▶ [PROBLEM DESCRIPTION]: Format every line of the records below as a numbered list, omitting any blank lines.

A series of records:
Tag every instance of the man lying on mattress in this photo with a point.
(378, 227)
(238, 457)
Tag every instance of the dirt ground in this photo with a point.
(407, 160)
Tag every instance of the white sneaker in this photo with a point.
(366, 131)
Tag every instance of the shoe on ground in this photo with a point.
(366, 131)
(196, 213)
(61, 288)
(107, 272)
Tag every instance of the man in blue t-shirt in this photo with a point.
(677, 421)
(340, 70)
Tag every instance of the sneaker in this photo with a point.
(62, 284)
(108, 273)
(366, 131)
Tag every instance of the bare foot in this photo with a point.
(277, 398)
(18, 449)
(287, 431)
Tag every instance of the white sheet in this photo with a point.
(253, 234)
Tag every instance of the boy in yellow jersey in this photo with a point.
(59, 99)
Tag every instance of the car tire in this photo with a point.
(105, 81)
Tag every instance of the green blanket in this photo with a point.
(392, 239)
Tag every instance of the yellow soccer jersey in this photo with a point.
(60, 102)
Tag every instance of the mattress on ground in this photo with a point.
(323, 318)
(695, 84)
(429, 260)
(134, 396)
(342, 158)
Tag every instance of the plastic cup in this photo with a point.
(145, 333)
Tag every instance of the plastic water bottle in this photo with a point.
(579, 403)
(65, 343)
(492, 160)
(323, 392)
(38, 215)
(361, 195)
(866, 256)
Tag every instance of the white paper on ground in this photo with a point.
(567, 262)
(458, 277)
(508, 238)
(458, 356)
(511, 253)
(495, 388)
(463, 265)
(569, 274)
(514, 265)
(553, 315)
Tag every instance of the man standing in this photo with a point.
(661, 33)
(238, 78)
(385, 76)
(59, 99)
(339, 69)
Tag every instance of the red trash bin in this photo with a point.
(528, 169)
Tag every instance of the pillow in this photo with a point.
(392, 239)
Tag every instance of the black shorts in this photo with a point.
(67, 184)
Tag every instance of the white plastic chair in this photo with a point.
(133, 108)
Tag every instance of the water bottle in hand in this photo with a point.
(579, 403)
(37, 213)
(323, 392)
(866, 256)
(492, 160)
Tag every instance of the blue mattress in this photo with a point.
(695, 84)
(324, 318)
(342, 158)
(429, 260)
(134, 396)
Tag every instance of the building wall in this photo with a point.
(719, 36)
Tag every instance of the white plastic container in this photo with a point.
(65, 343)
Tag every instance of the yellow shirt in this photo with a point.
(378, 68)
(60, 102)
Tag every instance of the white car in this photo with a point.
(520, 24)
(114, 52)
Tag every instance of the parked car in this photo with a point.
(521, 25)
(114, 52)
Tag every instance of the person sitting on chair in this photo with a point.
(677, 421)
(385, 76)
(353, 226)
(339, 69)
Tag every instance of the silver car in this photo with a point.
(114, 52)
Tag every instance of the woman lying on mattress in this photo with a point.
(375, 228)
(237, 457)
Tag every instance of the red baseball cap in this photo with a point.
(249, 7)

▶ [EXPECTED ANSWER]:
1. Tag every instance of the man lying on mattress in this photo with a point.
2. (378, 227)
3. (238, 457)
4. Tag every instance of the dirt ground in this photo with a point.
5. (407, 160)
6. Tag every instance of the white sneaker in this photo with a point.
7. (366, 131)
8. Tag every instance of the shoe on ground in this photo with a point.
9. (366, 131)
10. (196, 213)
11. (61, 288)
12. (107, 272)
13. Tag every instance of the man in blue t-shirt in this photo with a point.
14. (677, 421)
15. (340, 70)
16. Tag every instance of the sneaker in this photo with a point.
17. (62, 284)
18. (108, 273)
19. (366, 131)
20. Tag every instance of the bare foot in this photo with a point.
21. (277, 398)
22. (18, 449)
23. (287, 431)
24. Tag every instance of the white sheet in this photo with a point.
25. (253, 234)
26. Tag every instance of the boy in yellow jersey in this photo with a point.
27. (59, 99)
28. Tag every instance of the car tire in this photo with a point.
29. (105, 81)
30. Tag every instance of the green blanket in this photo with a point.
31. (392, 239)
32. Tag every instance of the yellow soccer jersey in this photo with a point.
33. (60, 102)
34. Tag every instance of the mattress on ground in this photo with a point.
35. (323, 318)
36. (695, 84)
37. (429, 260)
38. (134, 396)
39. (342, 158)
40. Tag every instance of the plastic cup in this photo with a point.
41. (145, 333)
42. Tag every instance of the plastic water bottle in this photo with a point.
43. (579, 403)
44. (65, 343)
45. (492, 160)
46. (323, 392)
47. (38, 215)
48. (361, 195)
49. (866, 256)
50. Tag every instance of the white paper on ground in this photo with a point.
51. (567, 262)
52. (458, 277)
53. (508, 238)
54. (458, 356)
55. (511, 253)
56. (495, 388)
57. (463, 265)
58. (569, 274)
59. (514, 265)
60. (553, 315)
61. Tag every instance of the man standing in this photo with a point.
62. (661, 33)
63. (238, 78)
64. (385, 76)
65. (59, 99)
66. (339, 69)
67. Tag every instance of the red trash bin in this photo with a point.
68. (528, 169)
69. Tag every instance of the pillow in this photo with a point.
70. (392, 239)
71. Tag every instance of the black shorts in this photo with a point.
72. (67, 184)
73. Tag every instance of the white plastic chair in this photo with a point.
74. (133, 108)
75. Tag every instance of the water bottle in hand in this photo with a point.
76. (579, 403)
77. (37, 213)
78. (323, 392)
79. (866, 256)
80. (492, 160)
81. Tag every instance of the blue mattress in this photo with a point.
82. (695, 84)
83. (324, 318)
84. (342, 158)
85. (429, 260)
86. (134, 396)
87. Tag every instance of the building wall in this photo with a point.
88. (719, 36)
89. Tag every instance of the white plastic container in this photo with a point.
90. (65, 343)
91. Tag every instance of the yellow shirt in this photo with a point.
92. (378, 68)
93. (60, 102)
94. Tag every instance of the white car in this photo with a point.
95. (520, 24)
96. (114, 52)
97. Tag every instance of the parked car in this photo with a point.
98. (521, 25)
99. (114, 52)
100. Tag every instance of the person sitting on chair in this photo with a point.
101. (677, 421)
102. (385, 76)
103. (353, 226)
104. (339, 69)
105. Tag every instance of the silver car in this photo with a point.
106. (114, 52)
107. Tag every instance of the woman lying on mattress in this photo with a point.
108. (375, 228)
109. (237, 457)
110. Tag every instance of the red baseball cap in this photo with a point.
111. (249, 7)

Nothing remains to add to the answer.